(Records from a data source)
________________________________________
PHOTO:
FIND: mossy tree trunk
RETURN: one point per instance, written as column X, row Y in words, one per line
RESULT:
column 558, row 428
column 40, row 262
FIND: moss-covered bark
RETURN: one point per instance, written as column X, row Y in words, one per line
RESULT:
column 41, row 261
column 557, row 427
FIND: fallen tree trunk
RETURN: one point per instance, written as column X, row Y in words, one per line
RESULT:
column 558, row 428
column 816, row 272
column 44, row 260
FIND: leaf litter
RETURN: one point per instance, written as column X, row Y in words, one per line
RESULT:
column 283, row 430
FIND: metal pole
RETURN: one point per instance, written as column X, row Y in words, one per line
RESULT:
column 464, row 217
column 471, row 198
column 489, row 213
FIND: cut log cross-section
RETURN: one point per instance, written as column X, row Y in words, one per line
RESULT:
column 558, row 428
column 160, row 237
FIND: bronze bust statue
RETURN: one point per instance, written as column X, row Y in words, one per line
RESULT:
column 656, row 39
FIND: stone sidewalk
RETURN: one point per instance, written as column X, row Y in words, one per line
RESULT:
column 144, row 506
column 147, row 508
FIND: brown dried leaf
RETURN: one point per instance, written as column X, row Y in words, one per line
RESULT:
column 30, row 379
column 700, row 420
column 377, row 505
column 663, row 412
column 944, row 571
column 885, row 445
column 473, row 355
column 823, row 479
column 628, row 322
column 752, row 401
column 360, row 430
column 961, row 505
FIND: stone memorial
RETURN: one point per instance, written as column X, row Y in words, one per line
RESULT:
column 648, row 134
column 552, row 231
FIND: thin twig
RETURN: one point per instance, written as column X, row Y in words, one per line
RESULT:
________________________________________
• WORK REQUIRED
Retype exactly the lines from the one containing "FIND: cut log cross-section" through the last line of the records above, including both.

• RESPONSE AREA
FIND: cut log cross-section
RETURN: one point per instance, written as column X, row Y in words, one per line
RESULT:
column 558, row 428
column 160, row 237
FIND: bronze bust statue
RETURN: one point per instance, written as column X, row Y in words, one per line
RESULT:
column 656, row 39
FIND: stone sidewalk
RETURN: one point per instance, written as column X, row Y in words, one per line
RESULT:
column 144, row 506
column 147, row 508
FIND: brown dried leaf
RETURN: one point per instance, written as column X, row Y in words, one per line
RESULT:
column 30, row 379
column 700, row 420
column 377, row 505
column 663, row 412
column 944, row 571
column 885, row 445
column 473, row 355
column 823, row 479
column 628, row 322
column 752, row 401
column 360, row 430
column 961, row 505
FIND: stone memorial
RETURN: one point per instance, written as column X, row Y in words, one per line
RESULT:
column 648, row 134
column 552, row 231
FIND: thin twig
RETURN: one point per instance, written as column X, row Y in words, one per line
RESULT:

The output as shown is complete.